→ PROVIDED DATA
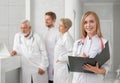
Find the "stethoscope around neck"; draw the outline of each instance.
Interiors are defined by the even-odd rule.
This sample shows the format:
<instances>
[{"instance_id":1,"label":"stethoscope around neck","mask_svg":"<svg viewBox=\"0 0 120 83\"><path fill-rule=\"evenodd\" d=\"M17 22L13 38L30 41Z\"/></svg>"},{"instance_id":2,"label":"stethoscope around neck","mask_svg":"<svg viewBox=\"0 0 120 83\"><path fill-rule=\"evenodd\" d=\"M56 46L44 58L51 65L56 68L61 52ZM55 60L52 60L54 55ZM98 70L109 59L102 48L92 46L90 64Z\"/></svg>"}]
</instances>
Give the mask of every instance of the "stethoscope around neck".
<instances>
[{"instance_id":1,"label":"stethoscope around neck","mask_svg":"<svg viewBox=\"0 0 120 83\"><path fill-rule=\"evenodd\" d=\"M30 38L32 38L32 40L31 40L31 43L30 43L30 45L29 46L27 46L27 44L25 43L25 40L23 39L23 41L22 41L22 36L20 35L19 36L19 44L22 46L22 45L24 45L25 47L26 47L26 49L27 49L27 51L29 52L29 53L32 53L32 51L33 51L33 42L34 42L34 37L33 37L33 35L31 35L31 37Z\"/></svg>"},{"instance_id":2,"label":"stethoscope around neck","mask_svg":"<svg viewBox=\"0 0 120 83\"><path fill-rule=\"evenodd\" d=\"M100 44L101 44L101 50L103 50L104 49L104 43L103 43L103 40L102 40L102 38L100 37L99 38L100 39ZM84 46L84 43L85 43L85 39L82 39L81 41L79 41L78 42L78 44L77 44L77 55L79 55L80 53L81 53L81 51L82 51L82 48L83 48L83 46ZM90 49L90 48L89 48Z\"/></svg>"},{"instance_id":3,"label":"stethoscope around neck","mask_svg":"<svg viewBox=\"0 0 120 83\"><path fill-rule=\"evenodd\" d=\"M23 44L22 42L22 35L19 36L19 44ZM30 38L32 38L32 43L34 42L34 37L33 37L33 34L31 34Z\"/></svg>"},{"instance_id":4,"label":"stethoscope around neck","mask_svg":"<svg viewBox=\"0 0 120 83\"><path fill-rule=\"evenodd\" d=\"M77 56L79 56L79 54L81 53L83 46L84 46L84 40L79 41L77 44L77 53L76 53Z\"/></svg>"},{"instance_id":5,"label":"stethoscope around neck","mask_svg":"<svg viewBox=\"0 0 120 83\"><path fill-rule=\"evenodd\" d=\"M78 42L78 46L79 45L84 45L84 42L83 41Z\"/></svg>"}]
</instances>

→ WORK REQUIRED
What is needed is a word-for-word restatement of the entries, minus any pictures.

→ SOLVED PROBLEM
Find the "stethoscope around neck"; draw the outline of each instance.
Interiors are defined by the even-odd rule.
This sample shows the format:
<instances>
[{"instance_id":1,"label":"stethoscope around neck","mask_svg":"<svg viewBox=\"0 0 120 83\"><path fill-rule=\"evenodd\" d=\"M17 22L13 38L30 41Z\"/></svg>"},{"instance_id":2,"label":"stethoscope around neck","mask_svg":"<svg viewBox=\"0 0 120 83\"><path fill-rule=\"evenodd\" d=\"M56 46L44 58L51 65L56 68L61 52ZM55 60L52 60L54 55ZM98 70L109 59L102 48L92 46L90 64Z\"/></svg>"}]
</instances>
Give the mask of every instance of the "stethoscope around neck".
<instances>
[{"instance_id":1,"label":"stethoscope around neck","mask_svg":"<svg viewBox=\"0 0 120 83\"><path fill-rule=\"evenodd\" d=\"M30 38L32 38L32 40L31 40L31 43L30 43L30 45L29 46L27 46L27 44L25 43L25 40L23 39L23 41L22 41L22 36L20 35L19 36L19 44L22 46L22 45L24 45L25 47L26 47L26 49L27 49L27 51L29 52L29 53L32 53L32 51L33 51L33 42L34 42L34 37L33 37L33 35L31 35L31 37Z\"/></svg>"},{"instance_id":2,"label":"stethoscope around neck","mask_svg":"<svg viewBox=\"0 0 120 83\"><path fill-rule=\"evenodd\" d=\"M100 44L101 44L101 50L103 50L104 49L104 43L103 43L103 40L102 40L102 38L100 37L99 38L100 39ZM84 46L84 43L85 43L85 39L82 39L81 41L79 41L78 42L78 44L77 44L77 55L79 55L80 53L81 53L81 51L82 51L82 48L83 48L83 46ZM90 49L90 48L89 48Z\"/></svg>"},{"instance_id":3,"label":"stethoscope around neck","mask_svg":"<svg viewBox=\"0 0 120 83\"><path fill-rule=\"evenodd\" d=\"M23 44L22 42L22 35L19 36L19 44ZM30 38L32 38L32 43L34 42L34 37L33 37L33 34L31 34Z\"/></svg>"},{"instance_id":4,"label":"stethoscope around neck","mask_svg":"<svg viewBox=\"0 0 120 83\"><path fill-rule=\"evenodd\" d=\"M77 56L79 56L79 54L81 53L83 46L84 46L84 40L79 41L77 44L77 53L76 53Z\"/></svg>"},{"instance_id":5,"label":"stethoscope around neck","mask_svg":"<svg viewBox=\"0 0 120 83\"><path fill-rule=\"evenodd\" d=\"M78 42L78 46L79 45L84 45L84 42L83 41Z\"/></svg>"}]
</instances>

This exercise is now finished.